* [WORK TO COMPLETE]: Could you return all of the data below verbatim, line for line, with no changes?

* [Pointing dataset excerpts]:

## begin

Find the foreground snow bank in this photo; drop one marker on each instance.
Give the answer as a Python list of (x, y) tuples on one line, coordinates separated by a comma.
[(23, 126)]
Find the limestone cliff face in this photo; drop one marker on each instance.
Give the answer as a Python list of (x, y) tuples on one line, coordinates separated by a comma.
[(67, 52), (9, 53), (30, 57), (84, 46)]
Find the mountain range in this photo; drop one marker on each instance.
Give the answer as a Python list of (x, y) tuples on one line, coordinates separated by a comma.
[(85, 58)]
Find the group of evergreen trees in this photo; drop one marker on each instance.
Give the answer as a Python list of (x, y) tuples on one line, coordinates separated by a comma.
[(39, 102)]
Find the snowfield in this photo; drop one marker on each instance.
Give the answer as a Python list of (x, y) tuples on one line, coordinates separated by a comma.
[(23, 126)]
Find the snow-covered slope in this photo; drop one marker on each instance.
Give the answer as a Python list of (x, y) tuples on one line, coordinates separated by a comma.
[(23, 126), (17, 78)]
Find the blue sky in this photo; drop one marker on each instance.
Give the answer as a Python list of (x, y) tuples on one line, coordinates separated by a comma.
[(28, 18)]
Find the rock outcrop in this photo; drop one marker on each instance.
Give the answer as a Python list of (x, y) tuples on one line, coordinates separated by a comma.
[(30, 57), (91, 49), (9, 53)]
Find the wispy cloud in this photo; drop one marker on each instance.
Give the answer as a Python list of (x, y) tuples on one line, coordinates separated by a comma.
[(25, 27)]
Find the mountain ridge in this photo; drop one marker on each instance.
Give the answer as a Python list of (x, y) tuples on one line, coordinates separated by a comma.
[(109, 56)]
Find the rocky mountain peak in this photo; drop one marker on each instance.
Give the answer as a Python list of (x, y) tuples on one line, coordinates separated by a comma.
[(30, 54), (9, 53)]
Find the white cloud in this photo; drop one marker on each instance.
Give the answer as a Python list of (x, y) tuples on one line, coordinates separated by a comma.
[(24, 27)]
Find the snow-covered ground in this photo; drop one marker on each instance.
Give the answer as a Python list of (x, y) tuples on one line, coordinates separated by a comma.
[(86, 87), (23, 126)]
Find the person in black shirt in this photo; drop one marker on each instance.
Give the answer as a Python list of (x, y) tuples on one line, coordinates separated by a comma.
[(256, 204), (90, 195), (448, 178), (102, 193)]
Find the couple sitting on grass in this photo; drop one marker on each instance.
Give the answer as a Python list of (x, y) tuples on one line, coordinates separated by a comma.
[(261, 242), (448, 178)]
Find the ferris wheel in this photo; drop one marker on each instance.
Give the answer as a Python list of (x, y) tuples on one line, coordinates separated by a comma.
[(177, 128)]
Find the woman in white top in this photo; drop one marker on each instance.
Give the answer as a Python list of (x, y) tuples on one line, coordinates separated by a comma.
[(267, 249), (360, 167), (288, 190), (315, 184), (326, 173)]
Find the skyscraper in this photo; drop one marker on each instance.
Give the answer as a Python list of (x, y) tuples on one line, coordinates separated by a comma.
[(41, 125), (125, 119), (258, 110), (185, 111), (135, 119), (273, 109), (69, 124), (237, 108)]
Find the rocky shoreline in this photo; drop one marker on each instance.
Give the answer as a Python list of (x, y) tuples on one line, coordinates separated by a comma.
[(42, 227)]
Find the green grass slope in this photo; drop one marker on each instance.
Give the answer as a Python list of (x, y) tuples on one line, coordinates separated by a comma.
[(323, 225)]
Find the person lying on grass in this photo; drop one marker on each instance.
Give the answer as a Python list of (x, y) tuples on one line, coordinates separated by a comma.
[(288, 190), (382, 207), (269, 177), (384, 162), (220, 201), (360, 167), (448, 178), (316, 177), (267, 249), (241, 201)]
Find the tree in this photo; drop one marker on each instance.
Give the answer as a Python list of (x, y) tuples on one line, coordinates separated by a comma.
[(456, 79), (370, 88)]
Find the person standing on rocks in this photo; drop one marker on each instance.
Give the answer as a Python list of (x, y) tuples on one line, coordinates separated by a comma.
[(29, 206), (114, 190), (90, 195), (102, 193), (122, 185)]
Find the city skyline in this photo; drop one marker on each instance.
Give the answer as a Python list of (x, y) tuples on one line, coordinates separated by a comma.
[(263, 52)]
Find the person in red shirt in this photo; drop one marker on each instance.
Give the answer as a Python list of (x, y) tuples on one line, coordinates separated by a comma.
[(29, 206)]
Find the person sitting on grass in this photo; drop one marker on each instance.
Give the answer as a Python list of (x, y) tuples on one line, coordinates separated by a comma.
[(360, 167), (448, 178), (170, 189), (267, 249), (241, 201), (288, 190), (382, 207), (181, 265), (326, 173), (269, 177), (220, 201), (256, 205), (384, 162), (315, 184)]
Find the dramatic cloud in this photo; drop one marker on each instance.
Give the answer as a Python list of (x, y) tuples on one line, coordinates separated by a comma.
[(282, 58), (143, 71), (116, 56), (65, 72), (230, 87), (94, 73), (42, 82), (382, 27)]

## end

* [OUTPUT]:
Find the foreground snow bank in this photo; drop one marker on each instance.
Give the answer as a Python list of (x, y) tuples on one line, coordinates separated by a comma.
[(23, 126)]
Find the limestone cliff face in this photo; drop one marker on each instance.
Give the answer as a Python list of (x, y) tuples on one line, coordinates separated by a comma.
[(67, 52), (9, 53), (30, 57), (84, 46)]
Find the mountain range in this photo; drop one marker on each instance.
Give the answer as a Python list of (x, y) tuples on one line, coordinates separated by a comma.
[(85, 58)]
Find the group of evergreen trees in this photo; drop one marker on each instance.
Give the answer as a Python list of (x, y) tuples on one line, coordinates separated by a comma.
[(39, 102)]
Find the snowfield in this photo; drop one marker on each instance.
Give the answer as a Python list of (x, y) tuples on one line, coordinates separated by a comma.
[(23, 126)]
Find the snow-covered slope in this photo; drop one marker on each instance.
Give the answer as a Python list of (x, y) tuples on one line, coordinates separated by a comma.
[(23, 126), (17, 78)]
Find the blue sky in this photo; drop one marker on each instance.
Give the answer as a Python list of (x, y) tuples on one line, coordinates separated by a comma.
[(28, 18)]
Find the rock outcrop in this photo; drop one marker on each instance.
Give the answer as a Python list of (x, y) tuples on one line, coordinates separated by a comma.
[(30, 57), (91, 49), (9, 53)]
Find the wispy cloud in this photo; drop one marker on each instance.
Give the answer as a Python list of (x, y) tuples on one line, coordinates separated by a comma.
[(25, 27)]
Find the mountain ridge in this photo; drop one marker on each instance.
Give the answer as a Python list of (x, y) tuples on one line, coordinates separated by a comma.
[(109, 56)]
Find the rocky mountain peak in this photo; drop one marker on each instance.
Give the answer as a Python list of (x, y) tuples on one line, coordinates separated by a comma.
[(30, 54), (9, 53)]
Find the white cloud in this photo; drop one marker on each instance.
Give the answer as a Python list of (x, y) tuples on one line, coordinates separated by a comma.
[(24, 27)]
Find the snow-covered ground in this photo; drop one marker on each instance.
Give the answer as a Python list of (x, y) tuples on one line, coordinates separated by a comma.
[(86, 87), (23, 126)]
Find the person in black shirt in this photo; drop one marker on each instance.
Give the answer as a Python list of (x, y) tuples on one line, coordinates separated by a comma.
[(256, 204), (90, 195), (448, 178), (102, 193)]
Find the couple sitting on grass in this photo; drop one marker on each instance.
Give the answer as a Python list of (x, y) tuples on one line, coordinates separated by a comma.
[(261, 242), (448, 178)]
Find the ferris wheel in this photo; drop one marker on each instance.
Give the answer as a Python list of (x, y) tuples on one line, coordinates separated by a comma.
[(177, 128)]
Find the woman in white top in this photo; drop one marker on each instance.
Give the answer as a Python list of (x, y) tuples on one line, coordinates separated by a comma.
[(267, 249), (360, 167), (288, 190), (315, 184), (326, 173)]
Find the skyscraper in this photo; drop one marker on each instance.
Give the answer as a Python list of (x, y) tuples on one line, coordinates separated by a comma.
[(41, 125), (125, 119), (258, 110), (185, 111), (135, 119), (273, 109), (69, 124), (237, 108)]
Find the rocky shoreline in this photo; drop one marker on each instance.
Give the answer as a Python list of (x, y) tuples on one line, coordinates separated by a comma.
[(42, 227)]
Find the green grass slope in this photo; drop one marker on each instance.
Give the answer as a Python list of (x, y) tuples on one line, coordinates separated by a comma.
[(323, 225)]
Find the person lying on grass in this photo; drop one marker on each instance.
Give the answer as a Python list of (x, y) tuples on one line, coordinates separated by a comma.
[(288, 190), (382, 207), (269, 177), (384, 162), (220, 201), (360, 167), (448, 178), (316, 177), (267, 249), (241, 201)]
Find the tree in this photo; drop one marker on each instance.
Give the answer as a Python list of (x, y) tuples on one line, coordinates separated by a comma.
[(456, 79), (370, 88)]
Find the person standing on rocks in this photo; drop one marker on each instance.
Give the answer as a Python list of (x, y) tuples on one line, coordinates separated by a comma.
[(29, 206), (114, 190), (90, 195), (102, 193), (122, 185)]
Find the city skyline in this photo; drop one marker on each instance.
Give the answer as a Python list of (x, y) tuples on one line, coordinates separated by a comma.
[(263, 52)]
Find the person in red shirt in this photo; drop one marker on each instance.
Give the answer as a Python list of (x, y) tuples on one line, coordinates separated by a comma.
[(29, 206)]
Find the person sitting on grass in this photo; drop one marker on each instance.
Give the answer as a Python list of (x, y) tuples on one line, coordinates separated by a comma.
[(360, 167), (448, 178), (170, 189), (267, 249), (241, 201), (288, 190), (382, 207), (181, 265), (326, 173), (269, 177), (220, 201), (256, 205), (384, 162), (315, 184)]
Find the dramatic cloud in this photo; drop one marker on each instance.
Give the answer as a Python list of (x, y) tuples on one line, coordinates separated by a comma.
[(282, 58), (143, 71), (116, 56), (65, 72), (230, 87), (94, 73), (42, 82), (382, 27)]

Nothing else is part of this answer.